## begin Data section
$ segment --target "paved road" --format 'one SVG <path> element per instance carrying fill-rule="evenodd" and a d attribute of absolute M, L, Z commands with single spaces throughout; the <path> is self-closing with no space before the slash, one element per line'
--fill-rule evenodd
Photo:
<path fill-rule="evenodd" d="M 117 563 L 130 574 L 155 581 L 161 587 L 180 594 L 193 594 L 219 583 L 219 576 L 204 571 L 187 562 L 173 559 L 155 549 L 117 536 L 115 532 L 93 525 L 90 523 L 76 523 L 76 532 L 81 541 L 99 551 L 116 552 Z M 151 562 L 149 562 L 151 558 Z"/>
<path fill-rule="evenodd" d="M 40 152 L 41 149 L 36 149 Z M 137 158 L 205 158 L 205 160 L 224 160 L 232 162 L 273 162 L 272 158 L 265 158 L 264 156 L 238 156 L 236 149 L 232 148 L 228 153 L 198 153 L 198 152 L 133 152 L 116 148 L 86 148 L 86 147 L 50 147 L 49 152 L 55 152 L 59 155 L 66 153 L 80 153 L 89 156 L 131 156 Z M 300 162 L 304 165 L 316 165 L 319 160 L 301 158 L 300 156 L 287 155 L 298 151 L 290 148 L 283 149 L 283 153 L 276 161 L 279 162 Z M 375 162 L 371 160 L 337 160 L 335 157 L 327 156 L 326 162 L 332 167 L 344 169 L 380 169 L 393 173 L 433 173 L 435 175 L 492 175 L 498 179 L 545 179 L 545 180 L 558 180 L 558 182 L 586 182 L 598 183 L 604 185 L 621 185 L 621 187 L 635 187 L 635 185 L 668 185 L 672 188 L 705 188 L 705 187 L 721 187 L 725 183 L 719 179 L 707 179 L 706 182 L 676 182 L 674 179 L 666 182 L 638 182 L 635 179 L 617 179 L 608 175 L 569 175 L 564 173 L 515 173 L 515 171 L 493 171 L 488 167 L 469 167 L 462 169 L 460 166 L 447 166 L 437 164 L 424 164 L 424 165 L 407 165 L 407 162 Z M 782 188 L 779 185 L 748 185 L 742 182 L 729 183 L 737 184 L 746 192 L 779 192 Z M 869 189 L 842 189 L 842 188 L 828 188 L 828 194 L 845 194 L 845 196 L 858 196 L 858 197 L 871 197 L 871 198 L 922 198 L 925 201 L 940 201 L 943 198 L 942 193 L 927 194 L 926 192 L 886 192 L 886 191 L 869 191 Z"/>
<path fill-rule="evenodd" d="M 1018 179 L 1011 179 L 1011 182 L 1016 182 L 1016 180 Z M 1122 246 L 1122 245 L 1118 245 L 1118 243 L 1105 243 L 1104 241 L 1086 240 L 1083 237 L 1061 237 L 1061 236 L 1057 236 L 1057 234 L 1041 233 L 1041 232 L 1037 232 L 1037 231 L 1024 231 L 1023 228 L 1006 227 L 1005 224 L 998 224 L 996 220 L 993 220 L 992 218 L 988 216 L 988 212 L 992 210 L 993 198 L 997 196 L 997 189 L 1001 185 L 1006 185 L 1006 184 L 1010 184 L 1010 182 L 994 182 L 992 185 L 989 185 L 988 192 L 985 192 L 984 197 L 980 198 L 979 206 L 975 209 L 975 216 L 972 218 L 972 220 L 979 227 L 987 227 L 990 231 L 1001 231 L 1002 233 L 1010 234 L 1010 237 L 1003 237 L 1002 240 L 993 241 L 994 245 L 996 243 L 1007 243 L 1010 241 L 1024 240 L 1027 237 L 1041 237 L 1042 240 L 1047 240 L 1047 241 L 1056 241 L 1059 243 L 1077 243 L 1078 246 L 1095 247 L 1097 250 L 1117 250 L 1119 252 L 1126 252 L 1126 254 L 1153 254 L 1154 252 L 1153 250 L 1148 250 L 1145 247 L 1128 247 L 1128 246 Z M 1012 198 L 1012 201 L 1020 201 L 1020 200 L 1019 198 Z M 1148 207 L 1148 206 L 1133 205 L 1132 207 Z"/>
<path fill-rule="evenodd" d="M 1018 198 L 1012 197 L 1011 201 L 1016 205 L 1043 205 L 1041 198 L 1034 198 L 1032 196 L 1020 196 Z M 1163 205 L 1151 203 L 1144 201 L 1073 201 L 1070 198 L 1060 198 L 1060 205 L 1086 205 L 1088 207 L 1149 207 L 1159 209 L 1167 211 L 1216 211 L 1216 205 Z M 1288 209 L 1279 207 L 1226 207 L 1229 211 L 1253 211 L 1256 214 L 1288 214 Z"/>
## end Data section
• Short problem: Go back to the listing above and please repeat it exactly.

• Task answer:
$ segment --target "paved road" --format 'one SVG <path> element per instance carrying fill-rule="evenodd" and a d attribute of absolute M, L, Z commands with single spaces throughout; the <path> is self-closing with no space before the slash, one element per line'
--fill-rule evenodd
Photo:
<path fill-rule="evenodd" d="M 117 563 L 130 574 L 155 581 L 161 587 L 180 594 L 193 594 L 219 583 L 219 576 L 204 571 L 187 562 L 173 559 L 155 549 L 117 536 L 115 532 L 93 525 L 90 523 L 76 523 L 76 532 L 81 541 L 99 551 L 116 552 Z M 151 562 L 149 562 L 151 558 Z"/>
<path fill-rule="evenodd" d="M 40 152 L 41 149 L 36 149 Z M 137 158 L 205 158 L 205 160 L 224 160 L 232 162 L 273 162 L 272 158 L 265 158 L 264 156 L 238 156 L 236 149 L 232 148 L 228 153 L 198 153 L 198 152 L 133 152 L 116 148 L 86 148 L 86 147 L 50 147 L 49 152 L 55 152 L 59 155 L 66 153 L 80 153 L 89 156 L 131 156 Z M 300 162 L 304 165 L 316 165 L 319 160 L 301 158 L 300 156 L 287 155 L 298 151 L 290 148 L 283 149 L 283 153 L 276 161 L 279 162 Z M 375 162 L 371 160 L 337 160 L 335 157 L 327 156 L 326 162 L 332 167 L 344 169 L 380 169 L 393 173 L 433 173 L 435 175 L 492 175 L 498 179 L 545 179 L 545 180 L 558 180 L 558 182 L 586 182 L 598 183 L 604 185 L 621 185 L 621 187 L 635 187 L 635 185 L 668 185 L 672 188 L 705 188 L 705 187 L 721 187 L 725 183 L 719 179 L 707 179 L 706 182 L 676 182 L 674 179 L 666 182 L 638 182 L 635 179 L 617 179 L 608 175 L 569 175 L 564 173 L 515 173 L 515 171 L 493 171 L 488 167 L 469 167 L 462 169 L 460 166 L 447 166 L 437 164 L 424 164 L 424 165 L 407 165 L 407 162 Z M 782 188 L 779 185 L 748 185 L 742 182 L 729 183 L 737 184 L 746 192 L 779 192 Z M 869 189 L 842 189 L 842 188 L 828 188 L 828 194 L 845 194 L 845 196 L 858 196 L 858 197 L 871 197 L 871 198 L 922 198 L 925 201 L 940 201 L 943 198 L 942 193 L 927 194 L 926 192 L 886 192 L 886 191 L 869 191 Z"/>
<path fill-rule="evenodd" d="M 1018 179 L 1011 179 L 1011 182 L 1016 182 L 1016 180 Z M 1122 246 L 1122 245 L 1118 245 L 1118 243 L 1105 243 L 1104 241 L 1086 240 L 1083 237 L 1061 237 L 1061 236 L 1057 236 L 1057 234 L 1041 233 L 1041 232 L 1037 232 L 1037 231 L 1024 231 L 1023 228 L 1006 227 L 1005 224 L 998 224 L 996 220 L 993 220 L 992 218 L 988 216 L 988 212 L 992 210 L 993 198 L 997 196 L 997 189 L 1001 185 L 1006 185 L 1006 184 L 1010 184 L 1010 182 L 994 182 L 992 185 L 989 185 L 988 192 L 985 192 L 984 197 L 980 198 L 979 206 L 975 209 L 975 216 L 972 218 L 972 220 L 979 227 L 987 227 L 990 231 L 1001 231 L 1002 233 L 1010 234 L 1010 237 L 1003 237 L 1002 240 L 993 241 L 994 245 L 996 243 L 1007 243 L 1010 241 L 1024 240 L 1027 237 L 1041 237 L 1042 240 L 1047 240 L 1047 241 L 1056 241 L 1059 243 L 1077 243 L 1078 246 L 1095 247 L 1097 250 L 1117 250 L 1119 252 L 1126 252 L 1126 254 L 1153 254 L 1154 252 L 1153 250 L 1148 250 L 1145 247 L 1128 247 L 1128 246 Z M 1012 198 L 1012 201 L 1020 201 L 1020 200 L 1019 198 Z M 1148 207 L 1148 206 L 1133 205 L 1132 207 Z"/>
<path fill-rule="evenodd" d="M 1018 198 L 1012 197 L 1011 201 L 1016 205 L 1043 205 L 1041 198 L 1034 198 L 1032 196 L 1020 196 Z M 1163 205 L 1151 203 L 1144 201 L 1073 201 L 1070 198 L 1060 198 L 1060 205 L 1086 205 L 1088 207 L 1149 207 L 1159 209 L 1167 211 L 1216 211 L 1216 205 Z M 1288 209 L 1279 207 L 1226 207 L 1229 211 L 1253 211 L 1256 214 L 1288 214 Z"/>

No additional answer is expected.